_Records provided:_
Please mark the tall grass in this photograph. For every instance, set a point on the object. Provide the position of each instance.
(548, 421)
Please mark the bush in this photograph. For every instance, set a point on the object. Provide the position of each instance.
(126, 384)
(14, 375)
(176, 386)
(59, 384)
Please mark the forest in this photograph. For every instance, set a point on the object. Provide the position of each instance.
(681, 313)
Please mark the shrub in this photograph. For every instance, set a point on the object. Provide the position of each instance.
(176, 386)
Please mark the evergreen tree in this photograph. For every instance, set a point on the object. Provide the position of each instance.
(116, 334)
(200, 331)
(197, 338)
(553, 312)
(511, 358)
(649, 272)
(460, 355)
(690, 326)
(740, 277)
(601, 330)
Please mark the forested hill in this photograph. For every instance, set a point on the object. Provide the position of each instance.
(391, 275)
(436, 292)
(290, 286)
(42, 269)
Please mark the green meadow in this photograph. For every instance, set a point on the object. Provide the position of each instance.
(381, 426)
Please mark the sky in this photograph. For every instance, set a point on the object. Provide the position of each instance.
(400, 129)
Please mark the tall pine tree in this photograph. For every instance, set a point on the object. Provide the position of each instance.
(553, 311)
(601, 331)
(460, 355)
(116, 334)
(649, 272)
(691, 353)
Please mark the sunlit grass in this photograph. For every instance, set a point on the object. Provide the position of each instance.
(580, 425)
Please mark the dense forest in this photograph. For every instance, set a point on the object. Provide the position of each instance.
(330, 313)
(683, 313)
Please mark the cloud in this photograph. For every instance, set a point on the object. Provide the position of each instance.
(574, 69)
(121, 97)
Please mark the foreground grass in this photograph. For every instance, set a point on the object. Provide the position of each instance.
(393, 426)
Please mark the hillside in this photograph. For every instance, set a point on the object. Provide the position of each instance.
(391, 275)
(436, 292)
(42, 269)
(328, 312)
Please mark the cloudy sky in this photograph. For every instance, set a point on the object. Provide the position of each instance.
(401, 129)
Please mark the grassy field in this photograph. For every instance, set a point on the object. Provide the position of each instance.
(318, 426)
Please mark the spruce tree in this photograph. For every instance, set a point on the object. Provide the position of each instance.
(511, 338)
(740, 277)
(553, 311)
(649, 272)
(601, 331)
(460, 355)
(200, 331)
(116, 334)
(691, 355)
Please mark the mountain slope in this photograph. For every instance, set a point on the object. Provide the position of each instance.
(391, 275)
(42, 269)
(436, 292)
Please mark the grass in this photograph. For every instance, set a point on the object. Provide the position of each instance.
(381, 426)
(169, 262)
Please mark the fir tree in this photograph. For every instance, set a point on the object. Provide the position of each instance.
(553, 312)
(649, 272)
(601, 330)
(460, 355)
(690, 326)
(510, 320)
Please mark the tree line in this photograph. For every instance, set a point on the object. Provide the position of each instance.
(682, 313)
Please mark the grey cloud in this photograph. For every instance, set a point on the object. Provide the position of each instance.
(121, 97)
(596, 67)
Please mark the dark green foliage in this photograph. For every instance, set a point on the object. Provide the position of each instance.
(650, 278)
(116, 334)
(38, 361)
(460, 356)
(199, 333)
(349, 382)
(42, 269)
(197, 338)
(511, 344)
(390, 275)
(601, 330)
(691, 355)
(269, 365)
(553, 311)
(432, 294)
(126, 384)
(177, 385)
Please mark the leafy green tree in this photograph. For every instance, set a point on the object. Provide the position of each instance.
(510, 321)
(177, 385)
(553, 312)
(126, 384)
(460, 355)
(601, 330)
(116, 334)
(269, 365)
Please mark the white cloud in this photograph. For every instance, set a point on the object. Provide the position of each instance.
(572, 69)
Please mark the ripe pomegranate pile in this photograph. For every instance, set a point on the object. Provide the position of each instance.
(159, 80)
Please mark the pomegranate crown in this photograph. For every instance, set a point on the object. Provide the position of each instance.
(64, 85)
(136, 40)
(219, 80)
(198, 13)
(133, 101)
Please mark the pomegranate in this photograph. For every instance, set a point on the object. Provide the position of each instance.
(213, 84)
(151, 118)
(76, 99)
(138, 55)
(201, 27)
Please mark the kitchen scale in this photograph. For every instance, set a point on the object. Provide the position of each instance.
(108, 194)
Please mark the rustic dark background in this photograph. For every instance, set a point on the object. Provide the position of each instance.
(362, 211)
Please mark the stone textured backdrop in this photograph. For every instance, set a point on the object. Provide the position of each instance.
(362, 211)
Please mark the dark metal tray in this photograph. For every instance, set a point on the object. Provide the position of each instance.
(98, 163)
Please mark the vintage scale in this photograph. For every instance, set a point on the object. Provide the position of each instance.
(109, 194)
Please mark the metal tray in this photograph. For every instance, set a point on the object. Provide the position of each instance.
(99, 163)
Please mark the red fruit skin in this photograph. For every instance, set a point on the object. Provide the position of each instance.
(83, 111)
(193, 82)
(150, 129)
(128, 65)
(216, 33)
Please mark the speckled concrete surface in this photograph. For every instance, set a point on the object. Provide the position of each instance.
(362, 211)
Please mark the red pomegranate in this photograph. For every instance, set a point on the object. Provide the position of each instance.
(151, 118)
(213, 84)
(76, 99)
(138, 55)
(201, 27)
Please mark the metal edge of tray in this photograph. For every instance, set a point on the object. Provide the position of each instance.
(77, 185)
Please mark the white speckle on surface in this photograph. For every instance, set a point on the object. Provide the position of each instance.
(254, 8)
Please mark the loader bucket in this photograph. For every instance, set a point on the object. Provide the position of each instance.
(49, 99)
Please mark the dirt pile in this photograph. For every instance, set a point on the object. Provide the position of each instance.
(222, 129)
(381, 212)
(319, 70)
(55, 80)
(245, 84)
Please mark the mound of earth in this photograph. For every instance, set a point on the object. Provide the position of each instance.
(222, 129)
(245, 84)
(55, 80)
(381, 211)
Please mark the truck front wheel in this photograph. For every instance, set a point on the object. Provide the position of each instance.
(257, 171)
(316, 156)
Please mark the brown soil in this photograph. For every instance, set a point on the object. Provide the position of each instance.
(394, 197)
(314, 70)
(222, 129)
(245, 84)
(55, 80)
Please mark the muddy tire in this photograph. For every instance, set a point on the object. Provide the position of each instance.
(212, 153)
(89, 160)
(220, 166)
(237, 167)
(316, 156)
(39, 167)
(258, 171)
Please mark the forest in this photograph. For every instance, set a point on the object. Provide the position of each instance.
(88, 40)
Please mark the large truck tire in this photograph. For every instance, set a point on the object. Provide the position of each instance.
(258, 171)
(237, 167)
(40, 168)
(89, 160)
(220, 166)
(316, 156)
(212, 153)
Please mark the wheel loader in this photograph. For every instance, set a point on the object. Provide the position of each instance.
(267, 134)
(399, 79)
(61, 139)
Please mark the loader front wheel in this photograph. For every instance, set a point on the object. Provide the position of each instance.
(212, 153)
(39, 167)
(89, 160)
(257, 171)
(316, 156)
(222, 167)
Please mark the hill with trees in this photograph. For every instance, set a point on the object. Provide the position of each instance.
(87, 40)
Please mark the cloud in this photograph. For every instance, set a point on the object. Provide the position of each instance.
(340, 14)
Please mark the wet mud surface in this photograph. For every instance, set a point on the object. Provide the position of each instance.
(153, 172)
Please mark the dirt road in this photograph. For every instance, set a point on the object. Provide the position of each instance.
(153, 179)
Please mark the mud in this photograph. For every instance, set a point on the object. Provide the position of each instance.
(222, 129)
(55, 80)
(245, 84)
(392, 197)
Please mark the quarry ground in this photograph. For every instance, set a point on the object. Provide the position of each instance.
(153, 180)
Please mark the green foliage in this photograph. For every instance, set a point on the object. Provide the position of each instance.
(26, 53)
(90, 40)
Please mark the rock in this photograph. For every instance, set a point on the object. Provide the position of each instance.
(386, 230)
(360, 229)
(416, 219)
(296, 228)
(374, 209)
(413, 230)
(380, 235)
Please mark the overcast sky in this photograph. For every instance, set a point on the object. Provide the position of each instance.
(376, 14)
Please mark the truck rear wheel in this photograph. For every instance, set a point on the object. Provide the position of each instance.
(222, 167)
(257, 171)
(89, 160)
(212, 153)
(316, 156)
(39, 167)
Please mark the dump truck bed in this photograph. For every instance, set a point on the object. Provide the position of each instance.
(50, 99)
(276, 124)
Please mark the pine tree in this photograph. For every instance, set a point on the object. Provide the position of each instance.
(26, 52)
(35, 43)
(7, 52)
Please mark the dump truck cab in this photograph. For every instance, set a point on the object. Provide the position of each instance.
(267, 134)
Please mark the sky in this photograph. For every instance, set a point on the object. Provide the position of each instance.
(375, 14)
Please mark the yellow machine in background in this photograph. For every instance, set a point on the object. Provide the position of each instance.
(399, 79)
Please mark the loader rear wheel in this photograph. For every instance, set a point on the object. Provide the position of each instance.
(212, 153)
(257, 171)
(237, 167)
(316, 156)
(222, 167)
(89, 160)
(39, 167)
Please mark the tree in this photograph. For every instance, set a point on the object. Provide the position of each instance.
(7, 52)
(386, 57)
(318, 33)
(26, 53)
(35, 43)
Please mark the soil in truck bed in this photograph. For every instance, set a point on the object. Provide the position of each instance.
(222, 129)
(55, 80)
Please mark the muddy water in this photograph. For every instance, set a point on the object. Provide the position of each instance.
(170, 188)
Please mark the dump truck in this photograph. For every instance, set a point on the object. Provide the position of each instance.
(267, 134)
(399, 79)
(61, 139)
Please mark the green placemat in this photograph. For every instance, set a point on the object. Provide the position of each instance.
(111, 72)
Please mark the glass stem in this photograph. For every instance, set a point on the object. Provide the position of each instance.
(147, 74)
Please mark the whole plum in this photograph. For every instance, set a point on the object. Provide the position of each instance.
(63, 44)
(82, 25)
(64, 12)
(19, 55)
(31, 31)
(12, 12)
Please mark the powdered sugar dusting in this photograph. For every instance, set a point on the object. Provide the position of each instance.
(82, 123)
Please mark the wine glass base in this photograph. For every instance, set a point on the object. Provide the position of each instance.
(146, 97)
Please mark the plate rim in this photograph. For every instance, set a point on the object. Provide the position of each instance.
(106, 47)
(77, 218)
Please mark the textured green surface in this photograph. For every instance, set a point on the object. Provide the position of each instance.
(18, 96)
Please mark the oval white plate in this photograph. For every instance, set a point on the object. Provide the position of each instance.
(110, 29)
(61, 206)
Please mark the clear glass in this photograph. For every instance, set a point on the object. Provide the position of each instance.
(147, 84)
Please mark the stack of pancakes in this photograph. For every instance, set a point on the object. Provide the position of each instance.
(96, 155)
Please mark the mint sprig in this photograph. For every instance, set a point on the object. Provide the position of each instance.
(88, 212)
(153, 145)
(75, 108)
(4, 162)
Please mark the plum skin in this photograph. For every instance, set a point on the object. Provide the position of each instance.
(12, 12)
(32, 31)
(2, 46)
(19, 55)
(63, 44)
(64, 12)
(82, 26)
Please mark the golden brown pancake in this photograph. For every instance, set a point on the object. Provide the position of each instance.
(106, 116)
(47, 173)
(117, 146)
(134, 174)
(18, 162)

_Task instructions:_ In the listing above, find the line with "Please mark the wine" and set down that line and all after it exactly, through the final line.

_Solution for this problem:_
Please mark the wine glass base in this photograph. For every instance, set a point on the object. Provide the position of each instance.
(146, 97)
Please mark the plate rim in this photograph. For every instance, set a point on the object. Provide the position of each instance.
(106, 47)
(77, 218)
Please mark the textured green surface in this photograph. For every instance, set a point on the object. Provide the position of each instance.
(18, 96)
Please mark the oval white plate in this photograph. For every instance, set a point on the object. Provide the position of each instance.
(110, 29)
(61, 206)
Please mark the clear glass in this photograph. For every instance, set a point on the object. Provide the position of each instance.
(147, 84)
Please mark the stack of pancakes in this photograph. For every instance, set a point on the object. Provide the position of each instance.
(96, 155)
Please mark the mint sprig in this photograph. For every instance, set a point on the object. Provide the position of each instance.
(88, 212)
(153, 145)
(75, 108)
(4, 162)
Please mark the plum skin in this photograph. For every instance, set a point on the object. Provide the position of each instance.
(12, 12)
(32, 31)
(2, 46)
(19, 55)
(63, 44)
(64, 12)
(82, 26)
Please mark the golden brown pancake in this photograph. For every instance, set a point on the object. Provide the position of each instance.
(106, 116)
(47, 173)
(117, 146)
(134, 174)
(18, 162)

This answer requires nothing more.